Pemudi-Pemuda Indonesia, marilah berakar dan bertumbuh! Sembilan puluh tiga tahun yang lalu, tepat tanggal 28 Oktober 1928, sebanyak 71 pemuda dari seluruh penjuru tanah air, berkumpul untuk mengikrarkan diri sebagai satu nusa, satu bangsa dan satu bahasa yaitu, Indonesia. Sungguh, sebuah ikrar yang sangat monumental bagi perjalanan sejarah bangsa yang 17 tahun kemudian melahirkan proklamasi Kemerdekaan Republik Indonesia,
Bagi para seminaris, kita hanya akan dapat bertumbuh dan berbuah baik jika kita punya akar yang dalam. Dalam formasi yang tidak mudah di tengah pandemi ini, sudahkah Anda membangun relasi yang dalam dengan Tuhan sendiri yang memanggil. Relasi yang dalam inilah yang akan membuat kita mampu bertumbuh dan akhirnya berbuah. Rawatlah habitus dan keutamaan yang sudah baik, kurangi/hentikan kebiasaan buruk atau godaan yang kerap membuat terpuruk; mulailah 3 menumbuhkan semangat muda serta niat yang baru. Berjumpa dan tinggal dengan Yesus akan membuat kita dijiwai oleh semangat kebangkitan: Kristus yang hidup, yang muda, yang dinamis dan mau bergerak serta merdeka untuk sebuah TRANSFORMASI. Kemerdekaan sejatilah yang akan memberi daya tumbuh. Kemerdekaan inilah yang menjadi lahan formatif yang subur untuk memanusiakan manusia muda. Kemerdekaan batinlah yang akan menumbuh segala keutamaan dalam diri kita. Api Sumpah Pemuda adalah semangat membangun bangsa dan merawat kemajemukan. Sudah seharusnya, Api “Sumpah Pemuda” ini kita kobarkan lagi. Jangan terlena oleh distraksi yang ada. Sembilan puluh tiga tahun silam, para pemudi-pemuda pernah bersumpah kepada Indonesia, akan bersatu dalam tumpah darah bangsa dan bahasa. Walau waktu terus berlari, disrupsi membayangi, dan zaman niscaya berganti, namun janji akan selalu menuntut komitmen dan tekad pribadi. Tak cukup bicara nasionalisme dengan menjadi penonton laga pertandingan badminton. Hai Putra Seminari, di rumah formasi ini Anda menempa dan membentuk diri. Di sinilah Anda meletakkan fondasi masa depan Gereja. Tak hanya itu, apa yang terjadi saat ini juga menjadi motivasi untuk berkomitmen mengasah budi, mempertajam nurani serta menggerakkan aksi kita sebagai calon Gembala di masa depan. Kontribusi terbaik bagi Gereja dan dunia dimulai sejak saat ini, bukan esok, lusa atau nanti.
● ● ●
*Soal Latihan*:
1. Jawab berdasarkan teks tentang Sumpah Pemuda:
(a) Berapa jumlah pemuda yang berkumpul pada 28 Oktober 1928?
(b) Berapa tahun setelah ikrar itu proklamasi Kemerdekaan Republik Indonesia lahir?
(c) Menurut teks, apakah Api Sumpah Pemuda itu?
2. Tuliskan lanjutan teks tentang Sumpah Pemuda bagi para seminaris, dimulai sesudah kalimat terakhirnya.

*Cuplikan Baris*:
● ● ●
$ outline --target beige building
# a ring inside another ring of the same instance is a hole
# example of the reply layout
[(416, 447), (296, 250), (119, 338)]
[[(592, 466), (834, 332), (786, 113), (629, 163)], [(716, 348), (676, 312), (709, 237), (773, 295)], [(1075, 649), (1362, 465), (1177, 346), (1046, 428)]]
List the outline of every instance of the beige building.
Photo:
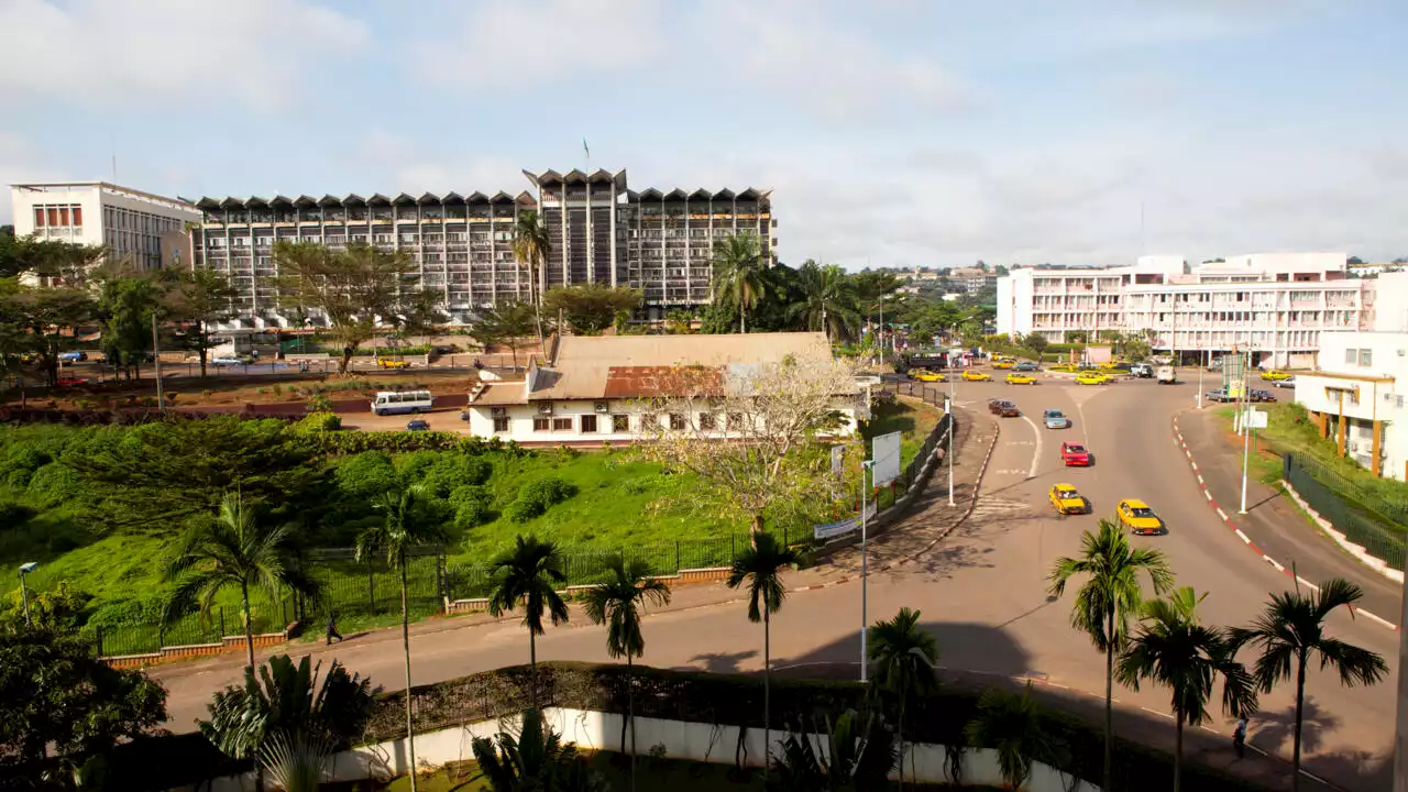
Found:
● ● ●
*Jawaban per Soal*:
1.
(a) 71 pemuda.
(b) 17 tahun.
(c) Semangat membangun bangsa dan merawat kemajemukan.

2.
Saya ingin menutup refleksi ini dengan ungkapan Ir. Sukarno:
“Jangan mewarisi abu sumpah pemuda, tapi warisilah api sumpah pemuda. Kalau
sekadar mewarisi abu, saudara-saudara akan puas dengan Indonesia yang sekarang
sudah satu bahasa, satu bangsa, dan satu tanah air. Tapi ini bukan tujuan akhir.”

Saatnya bersatu, bangkit dan bertumbuh! Selamat Hari Sumpah Pemuda ke-93.